Phrase grounding data:
*** Begin section ***

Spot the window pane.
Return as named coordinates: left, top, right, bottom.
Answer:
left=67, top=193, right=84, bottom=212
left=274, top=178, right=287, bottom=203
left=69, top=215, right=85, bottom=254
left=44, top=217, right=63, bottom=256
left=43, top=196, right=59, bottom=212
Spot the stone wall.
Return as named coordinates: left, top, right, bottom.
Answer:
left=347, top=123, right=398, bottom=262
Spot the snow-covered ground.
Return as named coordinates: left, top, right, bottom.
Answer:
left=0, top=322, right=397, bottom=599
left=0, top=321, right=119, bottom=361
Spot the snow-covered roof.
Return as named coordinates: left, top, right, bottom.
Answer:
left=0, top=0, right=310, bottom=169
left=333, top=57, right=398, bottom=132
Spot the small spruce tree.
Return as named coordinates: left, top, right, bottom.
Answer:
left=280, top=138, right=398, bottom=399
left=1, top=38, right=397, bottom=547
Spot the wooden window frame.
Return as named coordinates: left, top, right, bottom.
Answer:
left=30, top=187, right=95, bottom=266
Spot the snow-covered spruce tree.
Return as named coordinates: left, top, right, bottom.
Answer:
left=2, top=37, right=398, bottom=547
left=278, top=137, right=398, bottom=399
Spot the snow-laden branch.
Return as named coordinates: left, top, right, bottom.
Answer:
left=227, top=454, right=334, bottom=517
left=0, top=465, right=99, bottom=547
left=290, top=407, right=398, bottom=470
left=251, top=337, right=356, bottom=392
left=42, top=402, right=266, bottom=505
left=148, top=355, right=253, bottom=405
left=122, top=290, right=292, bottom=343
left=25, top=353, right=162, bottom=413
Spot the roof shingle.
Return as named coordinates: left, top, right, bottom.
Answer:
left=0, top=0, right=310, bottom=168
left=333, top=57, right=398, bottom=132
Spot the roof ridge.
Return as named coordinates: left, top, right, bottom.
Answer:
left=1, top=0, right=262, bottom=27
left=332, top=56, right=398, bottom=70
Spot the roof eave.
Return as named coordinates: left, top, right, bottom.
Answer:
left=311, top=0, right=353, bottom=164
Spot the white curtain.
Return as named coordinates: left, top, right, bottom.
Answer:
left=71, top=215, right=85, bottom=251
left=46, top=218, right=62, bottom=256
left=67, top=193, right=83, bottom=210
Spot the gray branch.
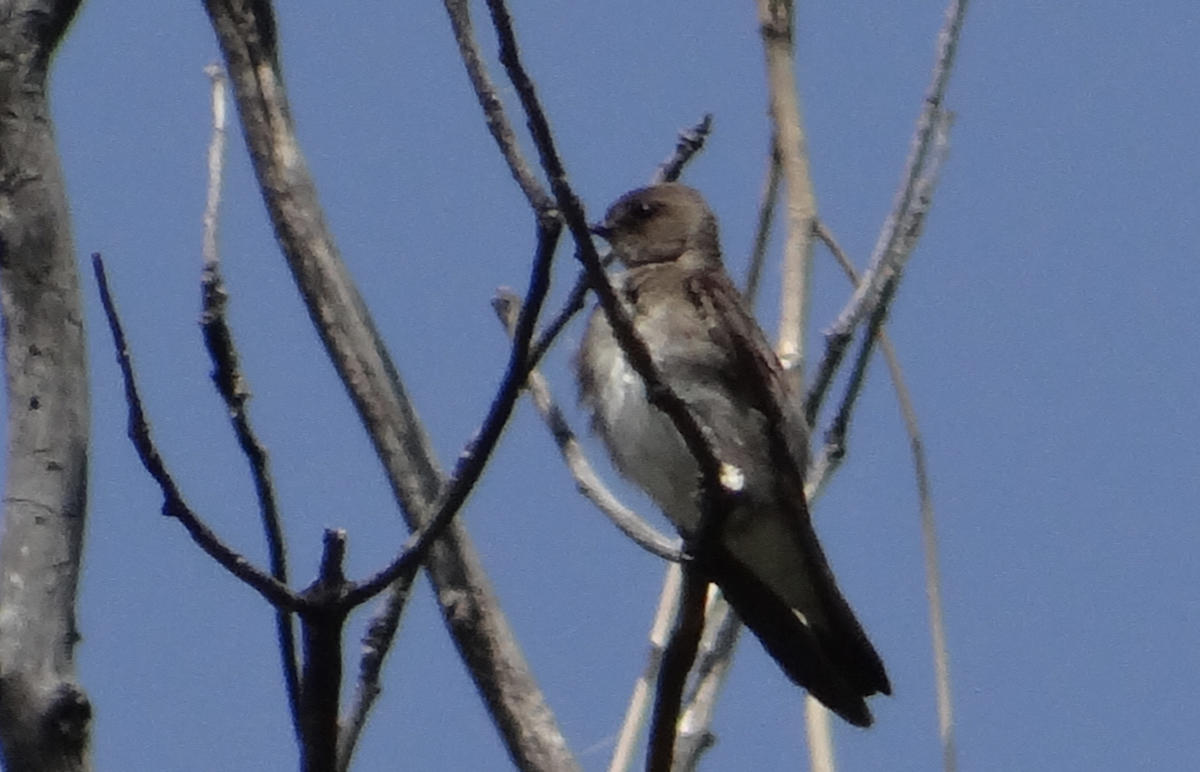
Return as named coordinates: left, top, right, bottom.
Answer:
left=201, top=2, right=578, bottom=771
left=0, top=1, right=92, bottom=770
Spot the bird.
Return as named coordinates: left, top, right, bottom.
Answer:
left=576, top=183, right=890, bottom=726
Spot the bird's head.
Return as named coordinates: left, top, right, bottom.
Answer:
left=591, top=183, right=721, bottom=269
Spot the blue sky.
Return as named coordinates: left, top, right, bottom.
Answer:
left=33, top=1, right=1200, bottom=770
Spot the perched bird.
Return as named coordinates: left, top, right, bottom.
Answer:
left=576, top=183, right=890, bottom=726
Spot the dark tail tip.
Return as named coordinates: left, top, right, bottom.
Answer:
left=710, top=556, right=888, bottom=726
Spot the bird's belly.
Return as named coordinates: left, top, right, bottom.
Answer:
left=593, top=346, right=703, bottom=534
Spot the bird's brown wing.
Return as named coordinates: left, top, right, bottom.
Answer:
left=657, top=267, right=891, bottom=722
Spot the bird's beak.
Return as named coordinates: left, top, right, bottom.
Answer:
left=589, top=221, right=613, bottom=240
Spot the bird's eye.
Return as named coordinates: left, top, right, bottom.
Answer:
left=630, top=201, right=658, bottom=221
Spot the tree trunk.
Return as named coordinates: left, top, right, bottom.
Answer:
left=0, top=2, right=92, bottom=770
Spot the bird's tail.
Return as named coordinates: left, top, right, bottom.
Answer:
left=710, top=551, right=890, bottom=727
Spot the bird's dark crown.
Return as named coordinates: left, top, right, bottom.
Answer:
left=592, top=183, right=721, bottom=268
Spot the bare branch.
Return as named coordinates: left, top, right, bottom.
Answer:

*** End section ***

> [Work task]:
Every record, word for word, should be given back without its pictures.

> [Worked solution]:
Spot the window pane.
Return as named coordinates: left, top, right, bottom.
Answer:
left=67, top=193, right=84, bottom=212
left=274, top=178, right=287, bottom=203
left=69, top=215, right=85, bottom=254
left=44, top=217, right=63, bottom=256
left=43, top=196, right=59, bottom=212
Spot the stone wall.
Return as named coordinates: left, top, right, bottom.
Answer:
left=347, top=123, right=398, bottom=262
Spot the snow-covered ground.
Return as named coordinates: left, top, right, bottom.
Answer:
left=0, top=322, right=397, bottom=599
left=0, top=321, right=119, bottom=361
Spot the snow-covered roof.
Return as named coordinates: left, top, right, bottom.
Answer:
left=0, top=0, right=310, bottom=169
left=333, top=57, right=398, bottom=132
Spot the small spruce tree.
Return as named coordinates: left, top, right, bottom.
Answer:
left=280, top=138, right=398, bottom=399
left=1, top=38, right=397, bottom=547
Spot the wooden window frame.
Return as named coordinates: left, top, right, bottom.
Answer:
left=30, top=187, right=95, bottom=266
Spot the snow-covered spruce tree.
Return as named coordinates: left, top, right, bottom.
Answer:
left=2, top=37, right=398, bottom=547
left=278, top=137, right=398, bottom=399
Spot the snow-laden branch.
Return as named coordinates: left, top, right, bottom.
Answer:
left=227, top=454, right=334, bottom=517
left=0, top=465, right=99, bottom=547
left=290, top=407, right=398, bottom=470
left=251, top=337, right=356, bottom=392
left=42, top=402, right=266, bottom=505
left=148, top=355, right=253, bottom=405
left=122, top=290, right=292, bottom=343
left=25, top=353, right=162, bottom=413
Spot the roof shingle.
Return as named coordinates: left, top, right, bottom.
Answer:
left=0, top=0, right=310, bottom=168
left=333, top=57, right=398, bottom=132
Spot the roof ridge.
Return as named coordinates: left, top, right, bottom.
Answer:
left=1, top=0, right=262, bottom=27
left=332, top=56, right=398, bottom=70
Spot the roof eave.
Return as named coordinates: left, top, right, bottom.
Answer:
left=311, top=0, right=353, bottom=164
Spot the white curtain.
Return as named coordinates: left, top, right, bottom.
Answer:
left=71, top=215, right=85, bottom=251
left=46, top=218, right=62, bottom=256
left=67, top=193, right=83, bottom=210
Spot the gray branch.
Return as named coordinates: left, top, right, bottom.
Answer:
left=201, top=2, right=578, bottom=771
left=0, top=1, right=92, bottom=770
Spot the bird.
Return as named coordinates: left, top, right, bottom.
Answer:
left=576, top=183, right=890, bottom=726
Spot the bird's head.
Return as named coordinates: left, top, right, bottom.
Answer:
left=591, top=183, right=721, bottom=269
Spot the blue sky.
Return as named coordinates: left, top, right, bottom.
Answer:
left=33, top=1, right=1200, bottom=770
Spot the perched bird.
Return as named coordinates: left, top, right, bottom.
Answer:
left=576, top=183, right=890, bottom=726
Spot the dark tail tip.
Return as named coordinates: left, top, right, bottom.
Answer:
left=710, top=556, right=888, bottom=726
Spot the bird's belly.
Return as named coordinates: left, top, right, bottom.
Answer:
left=593, top=346, right=703, bottom=534
Spot the bird's brown wing.
Return as named coordinates: left, top, right, bottom.
Answer:
left=657, top=267, right=891, bottom=722
Spot the bird's beak.
Return as named coordinates: left, top, right, bottom.
Answer:
left=589, top=221, right=613, bottom=240
Spot the bird's eye.
Return as named coordinates: left, top, right, bottom.
Answer:
left=630, top=201, right=658, bottom=221
Spot the tree trunk.
Return as named coordinates: left, top, right, bottom.
Answer:
left=0, top=2, right=92, bottom=770
Spot the bird's tail.
Return as named coordinates: left, top, right, bottom.
Answer:
left=710, top=551, right=890, bottom=727
Spot the bird's dark crown.
Return as named coordinates: left, top, right, bottom.
Answer:
left=592, top=183, right=721, bottom=268
Spot the bare branch.
Return as named coordinates: left, top, right, bottom.
Answer:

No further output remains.